┌──

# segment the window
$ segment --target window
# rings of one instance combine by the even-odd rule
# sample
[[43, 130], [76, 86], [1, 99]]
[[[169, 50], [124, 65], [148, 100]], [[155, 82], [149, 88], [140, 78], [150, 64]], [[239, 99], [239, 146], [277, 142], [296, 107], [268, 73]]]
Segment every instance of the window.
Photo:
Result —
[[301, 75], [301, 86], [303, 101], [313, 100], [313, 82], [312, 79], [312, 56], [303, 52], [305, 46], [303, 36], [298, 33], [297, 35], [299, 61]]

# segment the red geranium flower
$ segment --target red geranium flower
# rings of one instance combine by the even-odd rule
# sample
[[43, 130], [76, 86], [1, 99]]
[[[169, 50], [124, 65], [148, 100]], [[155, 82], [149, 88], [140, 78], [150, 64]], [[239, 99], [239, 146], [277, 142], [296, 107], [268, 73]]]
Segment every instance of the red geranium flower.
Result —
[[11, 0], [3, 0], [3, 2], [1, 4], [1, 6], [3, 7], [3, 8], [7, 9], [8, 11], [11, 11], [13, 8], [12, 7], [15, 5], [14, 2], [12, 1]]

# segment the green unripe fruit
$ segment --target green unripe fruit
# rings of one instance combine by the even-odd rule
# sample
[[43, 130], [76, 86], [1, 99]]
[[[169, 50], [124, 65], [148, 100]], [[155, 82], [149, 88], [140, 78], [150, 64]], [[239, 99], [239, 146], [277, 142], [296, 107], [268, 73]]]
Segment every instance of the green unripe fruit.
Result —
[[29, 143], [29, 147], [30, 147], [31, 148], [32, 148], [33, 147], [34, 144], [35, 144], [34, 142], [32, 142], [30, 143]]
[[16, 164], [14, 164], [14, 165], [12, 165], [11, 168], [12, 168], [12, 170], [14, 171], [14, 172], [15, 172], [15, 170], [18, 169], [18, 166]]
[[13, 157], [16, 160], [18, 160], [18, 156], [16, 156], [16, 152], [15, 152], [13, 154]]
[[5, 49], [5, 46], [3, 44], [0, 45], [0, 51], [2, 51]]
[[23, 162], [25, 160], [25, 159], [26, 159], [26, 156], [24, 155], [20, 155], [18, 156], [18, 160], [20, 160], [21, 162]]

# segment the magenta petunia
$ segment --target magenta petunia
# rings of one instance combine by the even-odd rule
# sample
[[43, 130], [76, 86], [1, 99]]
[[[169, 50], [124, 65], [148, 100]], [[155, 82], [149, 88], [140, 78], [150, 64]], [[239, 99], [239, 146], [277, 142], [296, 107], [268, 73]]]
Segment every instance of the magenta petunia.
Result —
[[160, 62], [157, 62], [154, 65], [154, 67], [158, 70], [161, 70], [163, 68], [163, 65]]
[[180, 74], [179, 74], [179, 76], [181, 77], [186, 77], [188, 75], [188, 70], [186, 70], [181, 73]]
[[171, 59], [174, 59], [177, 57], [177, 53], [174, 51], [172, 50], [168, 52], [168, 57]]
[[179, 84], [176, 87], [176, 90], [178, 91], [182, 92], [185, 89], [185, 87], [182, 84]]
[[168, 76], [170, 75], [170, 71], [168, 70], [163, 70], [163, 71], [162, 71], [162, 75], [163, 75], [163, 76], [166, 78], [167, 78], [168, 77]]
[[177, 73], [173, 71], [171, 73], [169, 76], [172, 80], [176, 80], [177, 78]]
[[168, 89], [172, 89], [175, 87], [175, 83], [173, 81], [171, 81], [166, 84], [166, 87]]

└──

Problem statement:
The listing above must be transcribed exactly, line by line.

Worked solution:
# segment the window
$ segment --target window
# rings of one instance combine by the even-odd rule
# sample
[[43, 130], [76, 86], [1, 99]]
[[[169, 50], [124, 65], [148, 100]], [[155, 82], [149, 88], [140, 78], [150, 64]], [[239, 99], [239, 146], [277, 142], [296, 107], [268, 73]]]
Segment every instance of the window.
Photo:
Result —
[[301, 75], [301, 86], [303, 101], [313, 100], [313, 82], [312, 79], [312, 56], [303, 52], [305, 46], [303, 36], [298, 33], [297, 35], [299, 61]]

# segment the red geranium flower
$ segment --target red geranium flower
# rings of one instance combine by the even-odd rule
# sample
[[43, 130], [76, 86], [1, 99]]
[[[169, 50], [124, 65], [148, 100]], [[155, 82], [149, 88], [140, 78], [150, 64]], [[239, 99], [239, 146], [277, 142], [296, 107], [268, 73]]]
Segment every instance of the red geranium flower.
Result —
[[11, 0], [3, 0], [3, 2], [1, 4], [1, 6], [3, 7], [3, 8], [7, 9], [8, 11], [11, 11], [13, 8], [12, 7], [15, 5], [14, 2], [12, 1]]

# segment the green unripe fruit
$ segment --target green unripe fruit
# rings of one instance combine by the even-odd rule
# sample
[[43, 130], [76, 86], [1, 99]]
[[[169, 50], [124, 65], [148, 100]], [[155, 82], [149, 88], [140, 78], [150, 64]], [[239, 99], [239, 146], [277, 142], [296, 107], [268, 73]]]
Segment every instance of the green unripe fruit.
Result —
[[29, 143], [29, 147], [30, 147], [31, 148], [32, 148], [33, 147], [34, 144], [35, 144], [34, 142], [32, 142], [30, 143]]
[[16, 164], [14, 164], [14, 165], [12, 165], [11, 168], [12, 168], [12, 170], [14, 171], [14, 172], [15, 172], [15, 170], [18, 169], [18, 166]]
[[13, 157], [16, 160], [18, 160], [18, 156], [16, 156], [16, 152], [15, 152], [13, 154]]
[[5, 49], [5, 46], [3, 44], [0, 45], [0, 51], [2, 51]]
[[23, 162], [25, 160], [25, 159], [26, 159], [26, 156], [24, 155], [20, 155], [18, 156], [18, 160], [20, 160], [21, 162]]

# segment the magenta petunia
$ segment --target magenta petunia
# rings of one instance combine by the even-odd rule
# sample
[[43, 130], [76, 86], [1, 99]]
[[[169, 50], [124, 65], [148, 100]], [[155, 82], [149, 88], [140, 78], [150, 64]], [[239, 99], [239, 146], [277, 142], [296, 107], [268, 73]]]
Segment every instance of the magenta petunia.
Result —
[[160, 62], [157, 62], [154, 65], [154, 67], [158, 70], [161, 70], [163, 68], [163, 65]]
[[180, 74], [179, 74], [179, 76], [181, 77], [186, 77], [188, 75], [188, 70], [186, 70], [181, 73]]
[[171, 59], [174, 59], [177, 57], [177, 53], [174, 51], [172, 50], [168, 52], [168, 57]]
[[179, 84], [176, 87], [176, 90], [178, 91], [182, 92], [185, 89], [185, 87], [182, 84]]
[[168, 76], [170, 75], [170, 71], [168, 70], [163, 70], [163, 71], [162, 71], [162, 75], [163, 75], [163, 76], [166, 78], [167, 78], [168, 77]]
[[177, 73], [173, 71], [171, 73], [169, 76], [172, 80], [176, 80], [177, 78]]
[[168, 89], [172, 89], [175, 87], [175, 83], [173, 81], [171, 81], [166, 84], [166, 87]]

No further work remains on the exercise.